Stored items:
- Opening Delimiter -

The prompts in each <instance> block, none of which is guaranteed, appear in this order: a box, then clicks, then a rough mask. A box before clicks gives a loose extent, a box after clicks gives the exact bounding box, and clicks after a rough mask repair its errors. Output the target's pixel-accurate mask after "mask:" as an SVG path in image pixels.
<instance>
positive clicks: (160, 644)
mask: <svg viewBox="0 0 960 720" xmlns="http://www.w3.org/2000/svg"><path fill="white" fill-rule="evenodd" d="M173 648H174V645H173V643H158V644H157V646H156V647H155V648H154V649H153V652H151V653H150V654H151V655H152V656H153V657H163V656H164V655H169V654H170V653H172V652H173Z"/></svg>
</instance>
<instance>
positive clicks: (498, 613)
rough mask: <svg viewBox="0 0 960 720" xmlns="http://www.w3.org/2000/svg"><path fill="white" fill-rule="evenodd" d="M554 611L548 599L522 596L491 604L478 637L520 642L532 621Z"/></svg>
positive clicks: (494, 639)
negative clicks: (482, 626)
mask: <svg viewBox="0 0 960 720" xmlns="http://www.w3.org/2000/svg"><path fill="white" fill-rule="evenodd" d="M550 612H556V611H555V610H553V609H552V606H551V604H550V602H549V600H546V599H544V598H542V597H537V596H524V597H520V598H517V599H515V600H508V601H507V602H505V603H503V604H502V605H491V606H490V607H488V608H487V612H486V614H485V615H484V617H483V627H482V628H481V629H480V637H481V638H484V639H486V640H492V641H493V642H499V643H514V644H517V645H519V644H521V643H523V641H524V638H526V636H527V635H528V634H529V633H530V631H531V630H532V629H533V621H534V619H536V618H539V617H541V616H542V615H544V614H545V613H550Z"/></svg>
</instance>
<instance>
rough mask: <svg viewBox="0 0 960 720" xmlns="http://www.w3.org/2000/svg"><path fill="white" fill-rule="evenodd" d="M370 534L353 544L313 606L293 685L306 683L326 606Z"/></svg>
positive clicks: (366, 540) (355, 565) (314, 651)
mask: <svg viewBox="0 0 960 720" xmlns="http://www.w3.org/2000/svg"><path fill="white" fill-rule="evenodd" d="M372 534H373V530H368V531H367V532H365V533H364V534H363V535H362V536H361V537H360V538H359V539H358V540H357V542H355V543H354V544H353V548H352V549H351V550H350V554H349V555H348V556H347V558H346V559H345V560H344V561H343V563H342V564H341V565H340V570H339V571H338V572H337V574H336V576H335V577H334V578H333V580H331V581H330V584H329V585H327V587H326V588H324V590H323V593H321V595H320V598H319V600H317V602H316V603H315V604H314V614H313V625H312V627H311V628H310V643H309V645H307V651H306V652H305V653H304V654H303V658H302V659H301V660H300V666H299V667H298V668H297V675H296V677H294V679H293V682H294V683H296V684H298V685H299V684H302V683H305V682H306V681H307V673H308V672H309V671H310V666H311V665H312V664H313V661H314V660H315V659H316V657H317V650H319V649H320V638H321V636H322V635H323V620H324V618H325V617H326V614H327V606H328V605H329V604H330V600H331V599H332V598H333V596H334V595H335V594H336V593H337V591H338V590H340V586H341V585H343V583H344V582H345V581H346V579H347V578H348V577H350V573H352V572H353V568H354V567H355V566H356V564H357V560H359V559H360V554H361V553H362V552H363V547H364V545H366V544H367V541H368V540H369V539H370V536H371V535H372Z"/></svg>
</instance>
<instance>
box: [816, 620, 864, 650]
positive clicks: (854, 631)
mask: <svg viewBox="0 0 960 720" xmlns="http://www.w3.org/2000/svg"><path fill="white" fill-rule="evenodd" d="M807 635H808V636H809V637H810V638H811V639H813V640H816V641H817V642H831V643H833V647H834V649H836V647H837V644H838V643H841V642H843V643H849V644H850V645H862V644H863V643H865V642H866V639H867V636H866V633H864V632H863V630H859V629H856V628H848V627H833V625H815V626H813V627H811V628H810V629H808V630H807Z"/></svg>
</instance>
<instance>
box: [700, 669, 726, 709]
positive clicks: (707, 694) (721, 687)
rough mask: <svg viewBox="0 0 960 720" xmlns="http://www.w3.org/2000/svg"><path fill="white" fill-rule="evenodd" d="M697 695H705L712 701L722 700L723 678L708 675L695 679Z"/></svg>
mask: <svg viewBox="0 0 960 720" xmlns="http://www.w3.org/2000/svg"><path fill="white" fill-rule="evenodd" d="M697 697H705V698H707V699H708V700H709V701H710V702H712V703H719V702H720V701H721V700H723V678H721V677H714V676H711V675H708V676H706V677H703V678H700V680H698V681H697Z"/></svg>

- Closing Delimiter -

**Job item:** Restate the data above exactly, keeping each word as it stands.

**The answer:**
The prompts in each <instance> block, none of which is guaranteed, appear in this order: a box, then clicks, then a rough mask. A box before clicks gives a loose extent, a box after clicks gives the exact bounding box, and clicks after a rough mask repair its errors. Output the target's pixel-accurate mask after "mask:" as an SVG path in image pixels.
<instance>
positive clicks: (160, 644)
mask: <svg viewBox="0 0 960 720" xmlns="http://www.w3.org/2000/svg"><path fill="white" fill-rule="evenodd" d="M173 648H174V645H173V643H158V644H157V646H156V647H155V648H154V649H153V652H151V653H150V654H151V655H152V656H153V657H163V656H164V655H169V654H170V653H172V652H173Z"/></svg>
</instance>
<instance>
positive clicks: (498, 613)
rough mask: <svg viewBox="0 0 960 720" xmlns="http://www.w3.org/2000/svg"><path fill="white" fill-rule="evenodd" d="M554 611L548 599L522 596L491 604L478 637L520 642L532 621Z"/></svg>
positive clicks: (494, 639)
negative clicks: (482, 626)
mask: <svg viewBox="0 0 960 720" xmlns="http://www.w3.org/2000/svg"><path fill="white" fill-rule="evenodd" d="M550 612H556V611H555V610H553V609H552V606H551V604H550V602H549V600H546V599H544V598H542V597H537V596H524V597H520V598H517V599H515V600H508V601H507V602H505V603H503V604H502V605H491V606H490V607H488V608H487V612H486V614H485V615H484V617H483V627H482V628H481V629H480V637H481V638H484V639H486V640H492V641H493V642H499V643H514V644H517V645H519V644H521V643H523V641H524V638H526V636H527V635H528V634H529V633H530V631H531V630H532V629H533V621H534V619H536V618H539V617H541V616H542V615H544V614H545V613H550Z"/></svg>
</instance>
<instance>
rough mask: <svg viewBox="0 0 960 720" xmlns="http://www.w3.org/2000/svg"><path fill="white" fill-rule="evenodd" d="M370 534L353 544L313 606L293 685L306 683L326 606Z"/></svg>
positive clicks: (366, 540) (355, 565) (314, 651)
mask: <svg viewBox="0 0 960 720" xmlns="http://www.w3.org/2000/svg"><path fill="white" fill-rule="evenodd" d="M372 534H373V530H368V531H367V532H365V533H364V534H363V535H362V536H361V537H360V538H359V539H358V540H357V542H355V543H354V544H353V548H352V549H351V550H350V554H349V555H348V556H347V558H346V559H345V560H344V561H343V563H342V564H341V565H340V570H339V571H338V572H337V574H336V576H335V577H334V578H333V580H331V581H330V584H329V585H327V587H326V588H324V590H323V593H321V595H320V598H319V600H317V602H316V603H315V604H314V614H313V625H312V627H311V628H310V643H309V645H307V651H306V652H305V653H304V654H303V658H302V659H301V660H300V666H299V667H298V668H297V675H296V677H294V679H293V682H294V683H296V684H298V685H299V684H302V683H305V682H306V681H307V673H308V672H309V671H310V666H311V665H312V664H313V661H314V660H315V659H316V657H317V650H319V649H320V638H321V636H322V635H323V620H324V618H325V617H326V614H327V606H328V605H329V604H330V600H331V599H332V598H333V596H334V595H335V594H336V593H337V591H338V590H340V586H341V585H343V583H344V582H345V581H346V579H347V578H348V577H350V573H352V572H353V568H354V567H355V566H356V564H357V560H359V559H360V554H361V553H362V552H363V547H364V545H366V544H367V541H368V540H369V539H370V536H371V535H372Z"/></svg>
</instance>
<instance>
box: [816, 620, 864, 650]
positive clicks: (854, 631)
mask: <svg viewBox="0 0 960 720" xmlns="http://www.w3.org/2000/svg"><path fill="white" fill-rule="evenodd" d="M807 635H808V636H809V637H810V638H811V639H813V640H816V641H817V642H831V643H833V647H834V649H836V647H837V644H838V643H841V642H843V643H849V644H850V645H862V644H863V643H865V642H866V639H867V636H866V633H864V632H863V630H859V629H856V628H848V627H833V625H815V626H813V627H811V628H810V629H808V630H807Z"/></svg>
</instance>
<instance>
box: [700, 669, 726, 709]
positive clicks: (707, 694) (721, 687)
rough mask: <svg viewBox="0 0 960 720" xmlns="http://www.w3.org/2000/svg"><path fill="white" fill-rule="evenodd" d="M697 695H705L712 701L722 700L723 678L708 675L695 679Z"/></svg>
mask: <svg viewBox="0 0 960 720" xmlns="http://www.w3.org/2000/svg"><path fill="white" fill-rule="evenodd" d="M697 697H705V698H707V699H708V700H709V701H710V702H712V703H719V702H720V701H721V700H723V678H721V677H714V676H711V675H708V676H706V677H703V678H700V680H698V681H697Z"/></svg>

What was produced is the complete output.